→ **Work required**:
Lay out everything in the data below, from the line containing "the tree branch" down to the very end, as a Markdown table with the columns "Row" and "Line". Leave out any blank lines.

→ **Records provided**:
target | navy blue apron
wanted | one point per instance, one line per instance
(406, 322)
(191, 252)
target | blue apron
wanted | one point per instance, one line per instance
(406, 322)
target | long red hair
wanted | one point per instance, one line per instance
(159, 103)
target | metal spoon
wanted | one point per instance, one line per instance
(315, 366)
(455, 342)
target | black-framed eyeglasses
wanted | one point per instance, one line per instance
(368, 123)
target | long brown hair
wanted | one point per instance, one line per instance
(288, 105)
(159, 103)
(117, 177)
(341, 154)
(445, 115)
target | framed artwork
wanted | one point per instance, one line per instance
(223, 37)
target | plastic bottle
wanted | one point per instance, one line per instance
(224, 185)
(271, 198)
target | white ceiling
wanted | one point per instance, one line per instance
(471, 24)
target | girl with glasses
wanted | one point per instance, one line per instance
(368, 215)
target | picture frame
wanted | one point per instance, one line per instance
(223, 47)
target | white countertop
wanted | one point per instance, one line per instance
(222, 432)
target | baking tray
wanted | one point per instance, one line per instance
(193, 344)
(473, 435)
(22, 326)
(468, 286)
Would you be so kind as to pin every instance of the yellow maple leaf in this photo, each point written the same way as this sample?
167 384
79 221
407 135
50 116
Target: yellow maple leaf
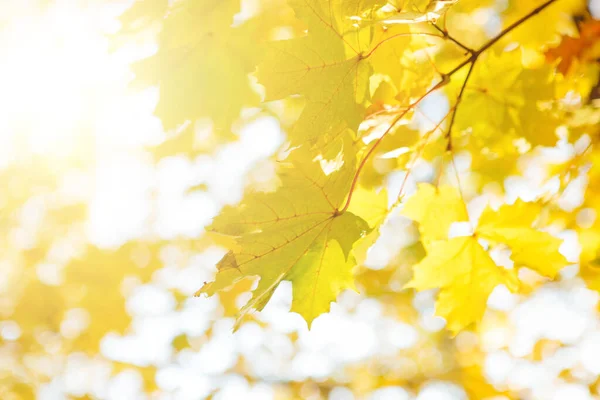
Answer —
296 233
512 225
465 274
327 67
435 209
202 64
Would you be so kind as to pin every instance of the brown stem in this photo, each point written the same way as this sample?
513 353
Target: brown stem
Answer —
458 99
452 39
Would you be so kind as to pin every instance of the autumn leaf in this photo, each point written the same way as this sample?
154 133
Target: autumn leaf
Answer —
570 48
513 226
465 274
435 209
296 233
202 65
327 67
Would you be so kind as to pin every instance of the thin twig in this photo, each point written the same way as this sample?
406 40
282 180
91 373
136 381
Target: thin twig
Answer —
445 79
458 99
452 39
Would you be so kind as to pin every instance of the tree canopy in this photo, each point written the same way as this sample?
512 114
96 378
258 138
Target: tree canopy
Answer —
434 160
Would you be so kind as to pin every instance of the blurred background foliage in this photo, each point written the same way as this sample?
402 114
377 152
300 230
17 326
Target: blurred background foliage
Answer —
104 205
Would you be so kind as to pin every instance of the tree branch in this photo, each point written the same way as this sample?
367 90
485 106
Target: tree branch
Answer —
458 99
445 79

→ **Written answer**:
| Row | Line |
|---|---|
| 1 | Would you be so kind as to pin every instance of the tree branch in this photo, each point written the same way as this sample? |
| 2 | 367 90 |
| 3 | 485 106 |
| 4 | Target: tree branch |
| 5 | Answer — |
| 6 | 458 99 |
| 7 | 445 79 |